**Exercise requirements**
Please print exactly the lines running from the one that contains "Guideline: for every instance of the rear spoiler, the" to the end of the data, with both lines included.

--- Start of Record list ---

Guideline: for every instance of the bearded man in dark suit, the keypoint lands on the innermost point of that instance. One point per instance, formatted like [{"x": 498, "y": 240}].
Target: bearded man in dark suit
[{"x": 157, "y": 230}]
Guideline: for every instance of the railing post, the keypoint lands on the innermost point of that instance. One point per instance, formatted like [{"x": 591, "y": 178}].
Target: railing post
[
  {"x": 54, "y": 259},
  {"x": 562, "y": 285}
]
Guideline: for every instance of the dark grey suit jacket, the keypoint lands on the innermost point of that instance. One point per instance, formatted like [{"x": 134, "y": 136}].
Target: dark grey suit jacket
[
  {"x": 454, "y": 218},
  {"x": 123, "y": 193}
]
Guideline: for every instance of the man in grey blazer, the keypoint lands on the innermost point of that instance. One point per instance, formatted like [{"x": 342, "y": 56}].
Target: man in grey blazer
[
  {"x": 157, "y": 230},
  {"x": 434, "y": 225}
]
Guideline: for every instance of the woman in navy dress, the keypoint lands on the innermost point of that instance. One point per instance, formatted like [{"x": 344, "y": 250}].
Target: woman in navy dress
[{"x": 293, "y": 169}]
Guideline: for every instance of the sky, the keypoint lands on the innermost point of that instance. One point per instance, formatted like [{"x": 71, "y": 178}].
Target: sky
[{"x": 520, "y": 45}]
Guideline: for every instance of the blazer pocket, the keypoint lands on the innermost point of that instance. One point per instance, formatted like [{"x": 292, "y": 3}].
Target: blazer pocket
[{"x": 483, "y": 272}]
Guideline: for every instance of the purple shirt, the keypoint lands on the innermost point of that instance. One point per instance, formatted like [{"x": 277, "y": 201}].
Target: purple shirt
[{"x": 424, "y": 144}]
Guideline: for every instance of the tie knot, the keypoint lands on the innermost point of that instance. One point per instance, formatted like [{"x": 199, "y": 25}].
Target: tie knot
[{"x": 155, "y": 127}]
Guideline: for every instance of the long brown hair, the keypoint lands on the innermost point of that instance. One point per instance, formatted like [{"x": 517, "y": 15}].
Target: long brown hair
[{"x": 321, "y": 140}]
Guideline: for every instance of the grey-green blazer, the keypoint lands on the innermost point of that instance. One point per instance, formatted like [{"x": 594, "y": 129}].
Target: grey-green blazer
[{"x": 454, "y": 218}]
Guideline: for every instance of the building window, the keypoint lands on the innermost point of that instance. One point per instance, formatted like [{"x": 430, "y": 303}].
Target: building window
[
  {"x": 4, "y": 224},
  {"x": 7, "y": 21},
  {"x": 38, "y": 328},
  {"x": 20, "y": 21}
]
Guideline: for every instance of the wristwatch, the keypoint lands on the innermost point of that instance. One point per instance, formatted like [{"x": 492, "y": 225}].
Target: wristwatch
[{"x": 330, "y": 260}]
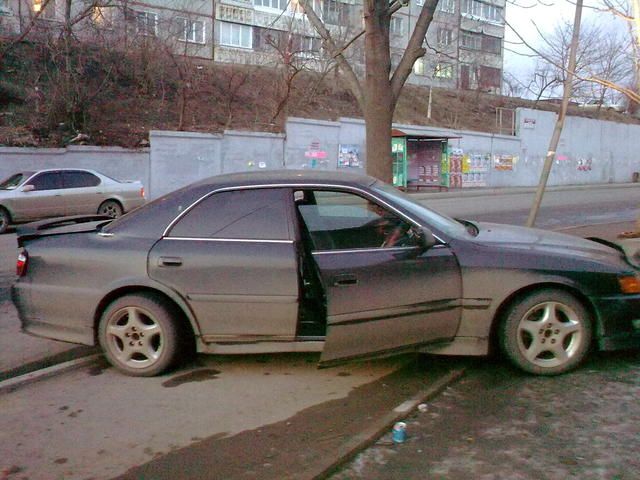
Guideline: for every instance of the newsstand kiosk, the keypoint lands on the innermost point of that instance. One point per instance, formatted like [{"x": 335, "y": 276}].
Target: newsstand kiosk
[{"x": 422, "y": 161}]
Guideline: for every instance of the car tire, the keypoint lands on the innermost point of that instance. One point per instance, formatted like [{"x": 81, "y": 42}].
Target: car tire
[
  {"x": 139, "y": 335},
  {"x": 111, "y": 208},
  {"x": 547, "y": 332},
  {"x": 5, "y": 220}
]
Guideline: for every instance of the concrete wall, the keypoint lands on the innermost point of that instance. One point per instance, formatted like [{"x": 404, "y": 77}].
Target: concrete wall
[
  {"x": 180, "y": 158},
  {"x": 590, "y": 151}
]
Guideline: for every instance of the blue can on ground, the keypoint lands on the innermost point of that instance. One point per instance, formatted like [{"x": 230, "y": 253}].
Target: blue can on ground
[{"x": 399, "y": 432}]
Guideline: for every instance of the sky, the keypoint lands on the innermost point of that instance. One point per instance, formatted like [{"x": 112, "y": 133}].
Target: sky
[{"x": 546, "y": 14}]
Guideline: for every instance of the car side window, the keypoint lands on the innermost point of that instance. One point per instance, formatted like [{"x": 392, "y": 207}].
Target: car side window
[
  {"x": 253, "y": 214},
  {"x": 47, "y": 181},
  {"x": 79, "y": 179},
  {"x": 344, "y": 221}
]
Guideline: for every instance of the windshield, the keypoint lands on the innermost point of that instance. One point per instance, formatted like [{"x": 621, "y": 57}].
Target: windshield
[
  {"x": 14, "y": 180},
  {"x": 431, "y": 218}
]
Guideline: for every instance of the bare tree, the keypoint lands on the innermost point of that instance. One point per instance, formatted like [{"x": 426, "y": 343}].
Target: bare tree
[{"x": 378, "y": 94}]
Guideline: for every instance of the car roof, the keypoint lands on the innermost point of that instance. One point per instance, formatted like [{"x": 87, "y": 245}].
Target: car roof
[
  {"x": 64, "y": 169},
  {"x": 287, "y": 177}
]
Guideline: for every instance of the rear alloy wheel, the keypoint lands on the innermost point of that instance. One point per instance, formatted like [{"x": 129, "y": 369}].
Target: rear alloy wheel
[
  {"x": 547, "y": 333},
  {"x": 110, "y": 208},
  {"x": 139, "y": 336},
  {"x": 4, "y": 220}
]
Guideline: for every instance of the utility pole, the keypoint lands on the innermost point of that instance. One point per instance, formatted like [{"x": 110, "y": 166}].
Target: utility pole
[{"x": 555, "y": 138}]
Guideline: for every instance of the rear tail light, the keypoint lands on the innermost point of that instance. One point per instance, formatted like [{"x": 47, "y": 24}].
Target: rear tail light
[
  {"x": 21, "y": 264},
  {"x": 629, "y": 284}
]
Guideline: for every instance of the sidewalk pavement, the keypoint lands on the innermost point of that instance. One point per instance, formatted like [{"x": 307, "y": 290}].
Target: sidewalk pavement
[{"x": 488, "y": 191}]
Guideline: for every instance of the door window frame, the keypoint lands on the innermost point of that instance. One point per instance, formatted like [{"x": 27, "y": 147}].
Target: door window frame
[{"x": 367, "y": 197}]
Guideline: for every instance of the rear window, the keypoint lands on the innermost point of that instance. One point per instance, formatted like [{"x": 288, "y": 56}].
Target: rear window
[
  {"x": 79, "y": 179},
  {"x": 254, "y": 214},
  {"x": 14, "y": 180}
]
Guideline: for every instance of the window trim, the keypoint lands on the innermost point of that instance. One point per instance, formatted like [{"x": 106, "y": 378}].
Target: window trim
[
  {"x": 231, "y": 26},
  {"x": 187, "y": 27},
  {"x": 146, "y": 13}
]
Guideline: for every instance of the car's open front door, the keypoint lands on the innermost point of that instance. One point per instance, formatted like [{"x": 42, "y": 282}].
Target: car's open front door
[{"x": 385, "y": 293}]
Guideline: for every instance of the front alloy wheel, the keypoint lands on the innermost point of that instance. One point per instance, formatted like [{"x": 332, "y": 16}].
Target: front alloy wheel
[
  {"x": 547, "y": 333},
  {"x": 138, "y": 335}
]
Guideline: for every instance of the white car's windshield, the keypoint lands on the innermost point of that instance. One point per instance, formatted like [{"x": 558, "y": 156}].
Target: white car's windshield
[
  {"x": 14, "y": 180},
  {"x": 431, "y": 218}
]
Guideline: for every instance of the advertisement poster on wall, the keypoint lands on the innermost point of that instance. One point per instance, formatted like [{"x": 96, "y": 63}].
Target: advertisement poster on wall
[
  {"x": 504, "y": 162},
  {"x": 349, "y": 156},
  {"x": 316, "y": 156},
  {"x": 475, "y": 167}
]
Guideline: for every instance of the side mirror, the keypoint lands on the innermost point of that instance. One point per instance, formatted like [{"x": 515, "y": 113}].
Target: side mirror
[{"x": 427, "y": 240}]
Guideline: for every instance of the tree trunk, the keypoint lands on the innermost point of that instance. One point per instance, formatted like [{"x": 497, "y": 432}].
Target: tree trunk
[{"x": 379, "y": 101}]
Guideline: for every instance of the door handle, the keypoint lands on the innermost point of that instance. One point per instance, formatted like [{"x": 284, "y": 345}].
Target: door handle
[
  {"x": 345, "y": 280},
  {"x": 170, "y": 261}
]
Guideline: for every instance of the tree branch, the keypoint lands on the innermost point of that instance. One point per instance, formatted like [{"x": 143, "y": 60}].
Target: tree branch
[
  {"x": 414, "y": 49},
  {"x": 350, "y": 76}
]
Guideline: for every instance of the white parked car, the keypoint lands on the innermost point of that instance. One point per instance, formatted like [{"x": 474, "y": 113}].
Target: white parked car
[{"x": 34, "y": 195}]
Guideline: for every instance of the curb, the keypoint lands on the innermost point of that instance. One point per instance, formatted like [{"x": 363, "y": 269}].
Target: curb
[
  {"x": 490, "y": 191},
  {"x": 48, "y": 361},
  {"x": 12, "y": 384},
  {"x": 371, "y": 434}
]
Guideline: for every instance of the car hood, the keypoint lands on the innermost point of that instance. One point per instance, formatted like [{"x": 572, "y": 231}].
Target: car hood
[{"x": 511, "y": 236}]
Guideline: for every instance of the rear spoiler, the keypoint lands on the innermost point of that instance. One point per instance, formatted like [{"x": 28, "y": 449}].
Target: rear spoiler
[
  {"x": 41, "y": 228},
  {"x": 630, "y": 248}
]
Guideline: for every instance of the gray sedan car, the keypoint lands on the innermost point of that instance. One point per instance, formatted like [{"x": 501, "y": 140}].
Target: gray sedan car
[
  {"x": 330, "y": 262},
  {"x": 28, "y": 196}
]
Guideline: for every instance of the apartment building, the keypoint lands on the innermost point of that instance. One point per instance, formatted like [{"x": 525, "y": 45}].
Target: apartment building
[{"x": 464, "y": 42}]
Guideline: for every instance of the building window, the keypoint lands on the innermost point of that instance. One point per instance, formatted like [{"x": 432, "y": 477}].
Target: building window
[
  {"x": 397, "y": 26},
  {"x": 102, "y": 16},
  {"x": 330, "y": 11},
  {"x": 273, "y": 4},
  {"x": 447, "y": 6},
  {"x": 471, "y": 40},
  {"x": 420, "y": 67},
  {"x": 445, "y": 36},
  {"x": 490, "y": 78},
  {"x": 147, "y": 23},
  {"x": 491, "y": 44},
  {"x": 482, "y": 11},
  {"x": 443, "y": 70},
  {"x": 235, "y": 35},
  {"x": 190, "y": 30}
]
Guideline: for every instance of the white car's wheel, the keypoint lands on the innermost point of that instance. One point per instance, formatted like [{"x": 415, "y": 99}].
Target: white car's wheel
[
  {"x": 110, "y": 208},
  {"x": 5, "y": 220},
  {"x": 139, "y": 335},
  {"x": 547, "y": 332}
]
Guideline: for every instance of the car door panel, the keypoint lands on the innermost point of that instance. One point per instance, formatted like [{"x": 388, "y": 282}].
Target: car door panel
[
  {"x": 385, "y": 292},
  {"x": 233, "y": 258},
  {"x": 83, "y": 192},
  {"x": 46, "y": 200},
  {"x": 389, "y": 300},
  {"x": 237, "y": 290}
]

--- End of Record list ---

**The result**
Guideline: for every instance of the rear spoiler, the keypoint lands on the innermost point of that instance. One point per instance, formatted like [{"x": 28, "y": 449}].
Target: rear spoiler
[
  {"x": 41, "y": 228},
  {"x": 630, "y": 248}
]
Guideline: for every instance of the gray sedan car, the keypoint lands on the innermost point of that instance. One point per instance, formatted like [{"x": 501, "y": 140}].
Target: gray sedan car
[
  {"x": 330, "y": 262},
  {"x": 28, "y": 196}
]
Guideline: for every instance of the apartment building, the keypoint lands on the innermost point of that instance. One point per instance, formatted like [{"x": 525, "y": 45}].
Target: apartment building
[{"x": 464, "y": 42}]
Guideline: for every instance of the building window, the keypoint lands on the innermost point of that instance. One point per instance, formatted like [{"x": 432, "y": 477}].
Target: building window
[
  {"x": 397, "y": 26},
  {"x": 102, "y": 16},
  {"x": 330, "y": 11},
  {"x": 273, "y": 4},
  {"x": 447, "y": 6},
  {"x": 471, "y": 40},
  {"x": 420, "y": 67},
  {"x": 445, "y": 36},
  {"x": 490, "y": 78},
  {"x": 147, "y": 23},
  {"x": 491, "y": 44},
  {"x": 482, "y": 11},
  {"x": 443, "y": 70},
  {"x": 235, "y": 35},
  {"x": 190, "y": 30}
]
Guideline: for every instance of the white car's wheel, the keypoint lands on the innermost point of that instance. One point per instance, formatted like [{"x": 415, "y": 99}].
Target: white car's wheel
[
  {"x": 110, "y": 208},
  {"x": 5, "y": 220},
  {"x": 139, "y": 335},
  {"x": 547, "y": 332}
]
Guideline: for every instance of the car door panel, the keypoint lands on the innermost point of that instance. One point per instance, formatted like [{"x": 388, "y": 282}].
Target: car door panel
[
  {"x": 385, "y": 292},
  {"x": 233, "y": 258},
  {"x": 83, "y": 192},
  {"x": 46, "y": 200},
  {"x": 389, "y": 300},
  {"x": 237, "y": 290}
]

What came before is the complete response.